*Work instructions*: From the case summaries on remorse below, set down word for word the passage between "The defendant maintained" and "P.2d 1 (1986)", inclusive.

*Provided passage*:
========

[This category contains cases where the defendant argued his remorse for the crime as mitigation. Only one case, State v. Milke, argued grief. These cases make clear that the existence of remorse is a credibility determination best made by the sentencing judge.]

State v. Arnett (Arnett II), 125 Ariz. 201, 608 P.2d 778 (1980)
The trial judge noted that from the defendant's testimony that he did feel remorse. The Court agreed with this assessment.

State v. Robert Smith, 138 Ariz. 79, 673 P.2d 17 (1983)
After considering all of the mitigation presented, including the evidence suggesting remorse by Smith, the Court found the cumulative mitigation "significant," but not sufficiently substantial to call for leniency in light of the extreme cruelty and brutality of the crime.

State v. James, 141 Ariz. 141, 685 P.2d 1293 (1984)
The defendant claims that he now realizes the wrongfulness of his conduct and feels genuine remorse. The trial judge heard this claim and did not believe it. This mitigating circumstance was not established.

State v. Roger Smith (Roger Smith II), 141 Ariz. 510, 687 P.2d 1265 (1984)
The defendant did express remorse while on the witness stand. The trial court did not find this sufficiently substantial to call for leniency. The trial judge said, "I'd get a little remorseful too, after spending a few years in prison." The Court agreed with this analysis and conclusion.

State v. Clabourne (Clabourne I), 142 Ariz. 335, 690 P.2d 54 (1984)
The defendant raised remorse as a possible mitigating circumstance, but even his counsel admitted that these feelings were minimal. This was not sufficient to constitute a mitigating circumstance.

State v. Tittle, 147 Ariz. 339, 710 P.2d 449 (1985)
The defendant maintained that he has changed his attitude while in prison and is now religious and remorseful. The defendant may be a remorseful model prisoner and a help to the prison minister, but this evidence did not convince the Court that this changed lifestyle was sufficiently substantial to call for leniency.

State v. Castaneda, 150 Ariz. 382, 724 P.2d 1 (1986)
The Court cited the trial court's brief mention of the defendant's admission of guilt for his offenses and expression of remorse. The Court did not discuss remorse further and merely stated that it agreed with the trial court that there are no mitigating circumstances sufficiently substantial to call for leniency.

State v. Walter LaGrand, 153 Ariz. 21, 734 P.2d 563 (1987)
The Court reviewed oral and written transcripts of the defendant's remorse. This was insufficient along with the other proffered evidence in mitigation to outweigh the aggravating circumstances.

State v. Wallace (Wallace I), 154 Ariz. 362, 728 P.2d 232 (1986)
The Court agreed with the trial court's determination that Wallace's genuine remorse was not sufficiently substantial to call for leniency in sentencing him for the murders of his girlfriend's two children.

State v. Amaya-Ruiz, 166 Ariz. 152, 800 P.2d 1260 (1990)

========

*Data lines*:
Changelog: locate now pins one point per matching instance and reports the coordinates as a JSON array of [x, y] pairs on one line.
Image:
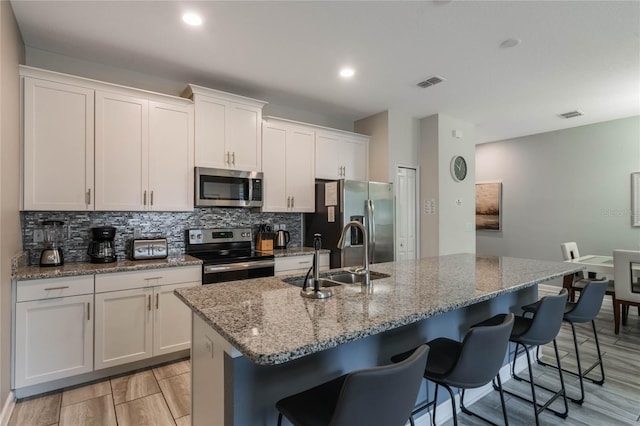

========

*Task result*:
The defendant maintained that he has changed his attitude while in prison and is now religious and remorseful. The defendant may be a remorseful model prisoner and a help to the prison minister, but this evidence did not convince the Court that this changed lifestyle was sufficiently substantial to call for leniency.

State v. Castaneda, 150 Ariz. 382, 724 P.2d 1 (1986)